— Start of Exercise data —

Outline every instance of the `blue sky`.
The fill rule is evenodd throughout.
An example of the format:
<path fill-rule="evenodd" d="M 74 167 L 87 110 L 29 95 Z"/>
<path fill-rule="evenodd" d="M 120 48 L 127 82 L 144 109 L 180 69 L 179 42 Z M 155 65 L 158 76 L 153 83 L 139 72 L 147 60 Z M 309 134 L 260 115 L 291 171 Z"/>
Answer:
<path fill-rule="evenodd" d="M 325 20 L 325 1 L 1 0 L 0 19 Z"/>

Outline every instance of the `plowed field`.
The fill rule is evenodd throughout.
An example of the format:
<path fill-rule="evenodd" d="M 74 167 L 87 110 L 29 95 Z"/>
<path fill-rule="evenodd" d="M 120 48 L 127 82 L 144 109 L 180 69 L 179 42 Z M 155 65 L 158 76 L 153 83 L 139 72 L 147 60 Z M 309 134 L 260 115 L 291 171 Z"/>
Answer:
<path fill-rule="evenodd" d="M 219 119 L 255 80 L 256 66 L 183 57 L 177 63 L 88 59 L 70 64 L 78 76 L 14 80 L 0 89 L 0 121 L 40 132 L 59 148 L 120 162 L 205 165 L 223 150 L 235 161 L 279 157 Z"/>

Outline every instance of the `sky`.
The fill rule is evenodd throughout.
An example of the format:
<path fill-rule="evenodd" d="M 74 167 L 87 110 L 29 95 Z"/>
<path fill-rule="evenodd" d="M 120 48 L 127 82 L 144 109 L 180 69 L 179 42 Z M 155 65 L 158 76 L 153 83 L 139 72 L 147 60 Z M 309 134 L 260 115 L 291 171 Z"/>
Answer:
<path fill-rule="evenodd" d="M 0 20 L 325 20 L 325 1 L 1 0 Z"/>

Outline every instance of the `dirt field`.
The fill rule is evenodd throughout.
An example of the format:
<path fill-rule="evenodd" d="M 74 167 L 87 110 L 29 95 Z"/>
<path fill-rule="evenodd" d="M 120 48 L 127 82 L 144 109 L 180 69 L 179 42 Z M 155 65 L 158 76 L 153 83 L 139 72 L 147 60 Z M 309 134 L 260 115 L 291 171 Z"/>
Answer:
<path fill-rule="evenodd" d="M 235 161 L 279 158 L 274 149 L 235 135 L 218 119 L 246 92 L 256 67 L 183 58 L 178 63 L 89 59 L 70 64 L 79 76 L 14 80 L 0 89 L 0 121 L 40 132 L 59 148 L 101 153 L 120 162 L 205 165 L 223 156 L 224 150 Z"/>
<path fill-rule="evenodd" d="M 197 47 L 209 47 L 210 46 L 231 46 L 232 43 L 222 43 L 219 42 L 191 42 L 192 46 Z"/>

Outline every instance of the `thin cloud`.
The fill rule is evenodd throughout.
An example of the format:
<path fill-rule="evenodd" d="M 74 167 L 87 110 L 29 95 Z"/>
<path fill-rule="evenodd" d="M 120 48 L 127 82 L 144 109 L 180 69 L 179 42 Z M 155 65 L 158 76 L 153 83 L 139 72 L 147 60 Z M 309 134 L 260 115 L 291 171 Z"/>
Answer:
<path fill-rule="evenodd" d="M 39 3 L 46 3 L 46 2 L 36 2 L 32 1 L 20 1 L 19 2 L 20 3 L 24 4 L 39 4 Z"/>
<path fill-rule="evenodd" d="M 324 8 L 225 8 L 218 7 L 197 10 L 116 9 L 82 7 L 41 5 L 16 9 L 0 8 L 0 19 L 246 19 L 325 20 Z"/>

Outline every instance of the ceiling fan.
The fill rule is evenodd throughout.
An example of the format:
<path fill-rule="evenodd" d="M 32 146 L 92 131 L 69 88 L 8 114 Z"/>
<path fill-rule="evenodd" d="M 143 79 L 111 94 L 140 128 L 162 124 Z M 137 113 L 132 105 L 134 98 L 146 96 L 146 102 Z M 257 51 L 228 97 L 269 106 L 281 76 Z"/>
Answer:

— End of Exercise data —

● Instruction:
Reproduce all of the material above line for line, without changing anything.

● The solution:
Outline every instance of the `blue sky`.
The fill rule is evenodd throughout.
An example of the format:
<path fill-rule="evenodd" d="M 74 167 L 87 110 L 29 95 Z"/>
<path fill-rule="evenodd" d="M 120 48 L 127 82 L 144 109 L 180 69 L 179 42 Z M 155 65 L 158 76 L 153 83 L 139 72 L 147 60 Z M 309 134 L 260 115 L 291 171 Z"/>
Answer:
<path fill-rule="evenodd" d="M 325 20 L 325 1 L 1 0 L 0 19 Z"/>

Outline every instance of the `plowed field`.
The fill rule is evenodd throughout.
An example of the format:
<path fill-rule="evenodd" d="M 74 167 L 87 110 L 29 95 Z"/>
<path fill-rule="evenodd" d="M 120 48 L 127 82 L 144 109 L 180 69 L 179 42 Z M 155 65 L 158 76 L 153 83 L 139 72 L 147 60 Z M 309 134 L 260 115 L 291 171 Z"/>
Answer:
<path fill-rule="evenodd" d="M 219 119 L 255 80 L 256 66 L 183 57 L 177 63 L 88 59 L 70 64 L 78 76 L 14 80 L 0 89 L 0 121 L 40 132 L 59 148 L 120 162 L 205 165 L 223 150 L 235 161 L 279 157 Z"/>

Outline every instance of the `sky`.
The fill rule is evenodd throughout.
An example of the format:
<path fill-rule="evenodd" d="M 74 167 L 87 110 L 29 95 Z"/>
<path fill-rule="evenodd" d="M 120 48 L 127 82 L 144 109 L 180 69 L 179 42 Z M 155 65 L 158 76 L 153 83 L 139 72 L 147 60 Z M 309 134 L 260 115 L 291 171 Z"/>
Answer:
<path fill-rule="evenodd" d="M 0 20 L 325 20 L 325 1 L 1 0 Z"/>

Outline every instance of the `dirt field`.
The fill rule is evenodd throughout.
An example of the format:
<path fill-rule="evenodd" d="M 74 167 L 87 110 L 29 95 Z"/>
<path fill-rule="evenodd" d="M 120 48 L 127 82 L 144 109 L 180 69 L 179 42 Z M 155 65 L 158 76 L 153 83 L 139 72 L 147 60 Z M 309 134 L 260 115 L 291 171 Z"/>
Answer:
<path fill-rule="evenodd" d="M 235 161 L 279 158 L 274 149 L 235 135 L 218 119 L 246 92 L 256 67 L 183 58 L 178 63 L 89 59 L 70 64 L 79 76 L 14 80 L 0 89 L 0 121 L 40 132 L 59 148 L 101 153 L 120 162 L 205 165 L 223 156 L 224 150 Z"/>
<path fill-rule="evenodd" d="M 197 47 L 209 47 L 210 46 L 231 46 L 232 43 L 222 43 L 219 42 L 191 42 L 192 46 Z"/>

Outline every instance of the `thin cloud`.
The fill rule is evenodd throughout.
An example of the format:
<path fill-rule="evenodd" d="M 74 167 L 87 110 L 29 95 Z"/>
<path fill-rule="evenodd" d="M 120 48 L 127 82 L 144 109 L 180 69 L 179 42 Z M 155 65 L 158 76 L 153 83 L 139 72 L 147 60 Z M 309 134 L 260 115 L 291 171 Z"/>
Answer:
<path fill-rule="evenodd" d="M 39 3 L 46 3 L 46 2 L 36 2 L 32 1 L 20 1 L 19 2 L 20 3 L 24 4 L 39 4 Z"/>
<path fill-rule="evenodd" d="M 324 8 L 225 8 L 218 7 L 197 10 L 116 9 L 82 7 L 41 5 L 16 9 L 0 8 L 0 19 L 246 19 L 325 20 Z"/>

Outline every instance of the ceiling fan.
The fill rule is evenodd throughout.
An example of the format:
<path fill-rule="evenodd" d="M 32 146 L 92 131 L 69 88 L 8 114 Z"/>
<path fill-rule="evenodd" d="M 143 79 L 111 94 L 140 128 L 162 124 Z M 137 113 L 132 105 L 134 98 L 146 96 L 146 102 Z M 257 51 L 228 97 L 269 106 L 281 76 Z"/>
Answer:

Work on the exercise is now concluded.